| Aim of the exercise |
Copy out the lines below, swapping every "appreciate" for "value" and changing nothing else.

| Entries |
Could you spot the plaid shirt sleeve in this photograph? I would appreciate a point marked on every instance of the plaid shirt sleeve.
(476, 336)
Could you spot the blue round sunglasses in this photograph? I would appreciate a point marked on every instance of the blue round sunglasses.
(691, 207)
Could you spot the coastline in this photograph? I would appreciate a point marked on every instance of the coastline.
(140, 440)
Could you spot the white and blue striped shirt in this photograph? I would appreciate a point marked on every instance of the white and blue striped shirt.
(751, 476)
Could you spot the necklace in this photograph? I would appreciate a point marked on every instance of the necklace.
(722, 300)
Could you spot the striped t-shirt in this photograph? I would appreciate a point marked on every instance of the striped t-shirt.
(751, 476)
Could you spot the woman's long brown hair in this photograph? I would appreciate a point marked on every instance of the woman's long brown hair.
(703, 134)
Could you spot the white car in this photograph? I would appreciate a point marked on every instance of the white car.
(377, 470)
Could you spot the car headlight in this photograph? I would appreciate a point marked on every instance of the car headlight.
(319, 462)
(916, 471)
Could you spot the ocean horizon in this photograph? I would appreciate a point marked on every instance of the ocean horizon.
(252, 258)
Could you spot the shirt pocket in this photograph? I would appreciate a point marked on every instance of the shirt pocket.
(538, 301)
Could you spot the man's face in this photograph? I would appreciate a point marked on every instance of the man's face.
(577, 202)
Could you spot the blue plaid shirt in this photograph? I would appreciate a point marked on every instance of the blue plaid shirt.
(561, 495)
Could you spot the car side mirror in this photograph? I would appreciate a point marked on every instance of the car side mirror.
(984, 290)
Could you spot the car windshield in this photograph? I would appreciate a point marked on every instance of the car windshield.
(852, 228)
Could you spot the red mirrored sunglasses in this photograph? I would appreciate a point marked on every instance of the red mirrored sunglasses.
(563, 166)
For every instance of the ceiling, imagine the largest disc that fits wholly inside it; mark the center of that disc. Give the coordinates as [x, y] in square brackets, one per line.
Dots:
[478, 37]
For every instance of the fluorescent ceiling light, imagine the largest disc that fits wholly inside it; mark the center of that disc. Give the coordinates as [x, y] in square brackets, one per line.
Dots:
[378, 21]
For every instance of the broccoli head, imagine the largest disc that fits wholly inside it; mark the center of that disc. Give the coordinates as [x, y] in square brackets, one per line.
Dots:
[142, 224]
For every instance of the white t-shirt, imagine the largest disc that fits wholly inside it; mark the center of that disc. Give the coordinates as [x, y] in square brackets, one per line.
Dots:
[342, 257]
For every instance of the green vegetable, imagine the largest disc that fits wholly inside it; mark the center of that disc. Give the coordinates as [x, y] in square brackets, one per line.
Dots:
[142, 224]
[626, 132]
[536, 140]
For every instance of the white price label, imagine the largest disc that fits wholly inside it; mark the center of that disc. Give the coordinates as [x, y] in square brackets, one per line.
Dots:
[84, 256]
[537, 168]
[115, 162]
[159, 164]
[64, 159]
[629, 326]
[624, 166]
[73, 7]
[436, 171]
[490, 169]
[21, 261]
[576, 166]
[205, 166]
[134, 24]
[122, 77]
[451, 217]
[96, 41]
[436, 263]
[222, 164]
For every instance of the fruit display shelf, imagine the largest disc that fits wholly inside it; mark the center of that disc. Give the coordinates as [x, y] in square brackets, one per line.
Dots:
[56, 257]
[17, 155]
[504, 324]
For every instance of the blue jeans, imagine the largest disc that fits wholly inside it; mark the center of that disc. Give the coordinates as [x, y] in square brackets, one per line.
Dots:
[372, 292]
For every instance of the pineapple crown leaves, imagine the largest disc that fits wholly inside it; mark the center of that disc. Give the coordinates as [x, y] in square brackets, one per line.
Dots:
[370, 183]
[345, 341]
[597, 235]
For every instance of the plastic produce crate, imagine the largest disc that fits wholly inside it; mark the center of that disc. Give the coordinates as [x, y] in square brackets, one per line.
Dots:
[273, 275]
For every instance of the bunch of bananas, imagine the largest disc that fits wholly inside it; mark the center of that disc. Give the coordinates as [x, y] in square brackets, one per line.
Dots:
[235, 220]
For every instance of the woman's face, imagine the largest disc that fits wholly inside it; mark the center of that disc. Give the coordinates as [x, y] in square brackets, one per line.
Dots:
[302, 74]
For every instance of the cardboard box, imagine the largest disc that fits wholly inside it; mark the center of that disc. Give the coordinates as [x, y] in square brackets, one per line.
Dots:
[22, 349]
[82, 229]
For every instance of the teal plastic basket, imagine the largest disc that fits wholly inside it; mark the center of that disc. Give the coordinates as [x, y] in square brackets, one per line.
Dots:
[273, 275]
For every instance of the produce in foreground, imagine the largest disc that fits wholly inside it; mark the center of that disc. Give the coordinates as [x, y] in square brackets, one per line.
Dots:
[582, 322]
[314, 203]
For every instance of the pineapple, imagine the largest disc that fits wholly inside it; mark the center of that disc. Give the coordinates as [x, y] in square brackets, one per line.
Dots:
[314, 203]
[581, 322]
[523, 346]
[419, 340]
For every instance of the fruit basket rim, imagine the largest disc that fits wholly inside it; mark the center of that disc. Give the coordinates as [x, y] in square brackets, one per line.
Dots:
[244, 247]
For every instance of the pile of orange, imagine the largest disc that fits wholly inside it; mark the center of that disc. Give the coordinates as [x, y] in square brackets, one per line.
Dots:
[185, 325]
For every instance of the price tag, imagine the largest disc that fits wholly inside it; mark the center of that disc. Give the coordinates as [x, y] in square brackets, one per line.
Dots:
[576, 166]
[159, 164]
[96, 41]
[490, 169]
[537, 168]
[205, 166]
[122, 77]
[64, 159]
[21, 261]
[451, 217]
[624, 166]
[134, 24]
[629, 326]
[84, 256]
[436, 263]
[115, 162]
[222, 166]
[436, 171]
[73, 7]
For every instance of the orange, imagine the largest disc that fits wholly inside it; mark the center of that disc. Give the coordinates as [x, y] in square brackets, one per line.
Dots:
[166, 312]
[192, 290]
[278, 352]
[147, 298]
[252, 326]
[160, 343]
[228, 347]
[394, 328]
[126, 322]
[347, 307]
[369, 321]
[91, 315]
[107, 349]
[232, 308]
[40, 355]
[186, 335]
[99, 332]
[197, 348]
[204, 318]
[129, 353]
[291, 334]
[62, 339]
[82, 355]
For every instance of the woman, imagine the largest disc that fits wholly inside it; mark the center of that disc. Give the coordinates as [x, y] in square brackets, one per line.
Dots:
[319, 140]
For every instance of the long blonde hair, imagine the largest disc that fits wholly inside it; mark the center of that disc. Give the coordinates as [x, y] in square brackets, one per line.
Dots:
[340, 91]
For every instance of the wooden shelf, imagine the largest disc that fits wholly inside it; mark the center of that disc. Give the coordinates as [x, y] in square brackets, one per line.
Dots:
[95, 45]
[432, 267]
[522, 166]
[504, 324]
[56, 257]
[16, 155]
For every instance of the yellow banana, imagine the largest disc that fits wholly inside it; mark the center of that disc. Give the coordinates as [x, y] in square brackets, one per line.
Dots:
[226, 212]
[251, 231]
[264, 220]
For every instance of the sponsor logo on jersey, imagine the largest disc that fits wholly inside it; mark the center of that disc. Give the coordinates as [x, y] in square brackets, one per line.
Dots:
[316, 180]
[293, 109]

| The solution |
Could you spot the plaid shirt sleeve in this photograph? I would value a point marked on every instance of the plaid shirt sleeve.
(476, 336)
Could you spot the blue round sunglasses in this photograph? I would value a point marked on every instance of the blue round sunglasses.
(691, 207)
Could you spot the coastline in this photograph? I would value a point marked on every instance of the coastline.
(140, 440)
Could you spot the white and blue striped shirt in this photograph? I would value a point marked on every instance of the white and blue striped shirt.
(751, 476)
Could you spot the necklace in this photograph? I would value a point marked on every instance of the necklace.
(722, 300)
Could you spot the striped t-shirt in this photograph? I would value a point marked on every instance of the striped t-shirt.
(751, 476)
Could you spot the woman's long brown hair in this photograph? I would value a point marked on every instance of the woman's long brown hair.
(703, 134)
Could you spot the white car in this photograph? I would value a point marked on every instance of the white car.
(377, 470)
Could you spot the car headlight in this photograph? I would value a point marked on every instance of the car headlight.
(319, 462)
(916, 471)
Could you spot the ocean horizon in this photograph? I would value a point marked on every instance of the ocean horizon.
(252, 258)
Could you spot the shirt pocket in this photograph? I would value a point marked on every instance of the shirt pocket.
(538, 301)
Could you spot the man's face in this photograph? I would value a point marked on every instance of the man's face.
(577, 202)
Could you spot the blue plaid shirt in this photograph? I would value a point marked on every instance of the blue plaid shirt.
(561, 495)
Could you spot the car side mirror in this photograph? I would value a point marked on every instance of the car side mirror.
(984, 290)
Could you spot the car windshield in this photograph? I would value a point marked on every instance of the car windshield.
(852, 228)
Could you spot the red mirrored sunglasses in this photograph? I would value a point marked on every instance of the red mirrored sunglasses.
(563, 166)
For every instance of the ceiling, imagine the largest disc that fits wholly inside it; mark the center of that disc. Give the coordinates as [x, y] in square brackets, one per line.
Dots:
[478, 37]
For every instance of the fluorescent ceiling light, imagine the largest disc that fits wholly inside it; mark the center of that disc. Give the coordinates as [x, y] in square brackets, one per line.
Dots:
[378, 21]
For every instance of the broccoli head, imagine the largest disc that fits wholly inside it; mark the center of that disc. Give the coordinates as [x, y] in square brackets, one per line.
Dots:
[142, 224]
For every instance of the white t-shirt, imagine the largest disc that fits wholly inside it; mark the center of that disc. Give the coordinates as [x, y] in square brackets, one per line.
Dots:
[342, 257]
For every instance of the green vegetable, imagine the largest disc that fits wholly inside it; mark the center of that disc. Give the coordinates as [x, y] in square brackets, one per line.
Dots:
[142, 224]
[626, 132]
[536, 140]
For every instance of the white price label, imagine the largest disc that fits wholly inside it; mark the center of that disc. Give the coordinates as [x, y] in square brackets, one per line.
Dots:
[84, 256]
[537, 168]
[115, 162]
[159, 164]
[64, 159]
[629, 326]
[624, 166]
[73, 7]
[436, 171]
[490, 169]
[21, 261]
[576, 166]
[205, 166]
[134, 24]
[122, 77]
[451, 217]
[96, 41]
[436, 263]
[222, 164]
For every instance of the fruit display shelf, imagine the largest disc that fits wholly inside it; mark the center of that disc. Give the coordinates as [x, y] in square brackets, one per line.
Dots:
[56, 257]
[17, 155]
[504, 324]
For every instance of the blue jeans, imagine the largest disc that fits wholly inside it; mark the center of that disc. Give the coordinates as [x, y] in square brackets, one per line.
Dots:
[372, 292]
For every instance of the pineapple crown leaves, imagine the largest disc that fits wholly inside it; mark the center of that disc. Give the coordinates as [x, y] in square brackets, one per line.
Dots:
[370, 183]
[345, 341]
[597, 235]
For every instance of the plastic produce crate, imagine the largest disc that fits wholly inside it; mark the center of that disc. Give the coordinates as [x, y] in square brackets, one per line.
Dots:
[273, 275]
For every instance of the bunch of bananas, imagine the largest disc that fits wholly inside it; mark the center of that disc. Give the coordinates as [x, y] in square brackets, one per line.
Dots:
[235, 220]
For every instance of the woman's face, imagine the largest disc that fits wholly inside it; mark the center of that disc. Give the coordinates as [x, y] in square brackets, one per line.
Dots:
[302, 74]
For every instance of the cardboard box, imagine the largest disc that fits wholly inside it; mark the center of that disc. Give the coordinates as [x, y] in square brackets, one per line.
Dots:
[22, 349]
[82, 229]
For every instance of the teal plastic basket, imagine the largest disc that fits wholly inside it; mark the center of that disc. Give the coordinates as [x, y] in square brackets, one per line.
Dots:
[273, 275]
For every instance of the produce in foreground, imagine the largest disc that fits wholly inside it; mark the center of that disc. Give the coordinates as [x, y] in square brackets, one per line.
Dots:
[582, 322]
[314, 203]
For every instance of the pineapple, imagine the largest disc that fits wholly inside it; mark the center of that disc. Give the coordinates as [x, y] in square brackets, one per line.
Dots:
[314, 203]
[581, 322]
[523, 346]
[419, 340]
For every instance of the fruit basket rim, imagine the largest disc that fits wholly inside it; mark the center of that disc. Give the coordinates as [x, y] in square brackets, one per line.
Dots:
[244, 247]
For every instance of the pile of orange, imagine the largest disc that fits wholly inside it; mark the center of that disc. Give the coordinates as [x, y] in square brackets, one per line.
Dots:
[185, 325]
For every instance of the price tag, imagine the largest disc that fits wholly inside it; mark the center of that disc. Give the coordinates as [x, y] in square brackets, one per line.
Dots:
[576, 166]
[159, 164]
[96, 41]
[490, 169]
[537, 168]
[205, 166]
[122, 77]
[64, 159]
[21, 261]
[451, 217]
[624, 166]
[134, 24]
[629, 326]
[84, 256]
[436, 263]
[115, 162]
[222, 166]
[436, 171]
[73, 7]
For every instance of the orange, imagine the largest disc that fits wholly inside it; mark the center of that disc. Give the coordinates as [x, y] in square brackets, one per line.
Dots:
[166, 312]
[192, 290]
[278, 352]
[147, 298]
[252, 326]
[160, 343]
[228, 347]
[394, 328]
[126, 322]
[347, 307]
[369, 321]
[91, 315]
[107, 349]
[232, 308]
[40, 355]
[186, 335]
[99, 332]
[197, 348]
[204, 318]
[129, 353]
[291, 334]
[62, 339]
[82, 355]
For every instance of the woman, imagine the largest disc that fits wholly inside it; mark the center of that disc. Give the coordinates as [x, y] in square brackets, one per line.
Dots:
[319, 140]
For every instance of the long blonde hair, imagine the largest disc that fits wholly inside it; mark the center of that disc. Give the coordinates as [x, y] in square brackets, one per line.
Dots:
[340, 91]
For every instance of the wooden shelf, imagine the largest disc that fits wholly inside it; mark the center of that disc. Give the coordinates as [x, y] in square brackets, one per line.
Dots:
[95, 45]
[432, 267]
[522, 166]
[504, 324]
[56, 257]
[16, 155]
For every instance of the yellow banana, imagine the largest disc that fits wholly inside it; mark the center of that disc. Give the coordinates as [x, y] in square brackets, one per line.
Dots:
[226, 212]
[251, 231]
[264, 220]
For every instance of the sponsor logo on jersey, imagine the largest disc that fits wholly inside it; mark the center of that disc. Give the coordinates as [x, y] in square brackets, one per line.
Dots:
[316, 180]
[293, 109]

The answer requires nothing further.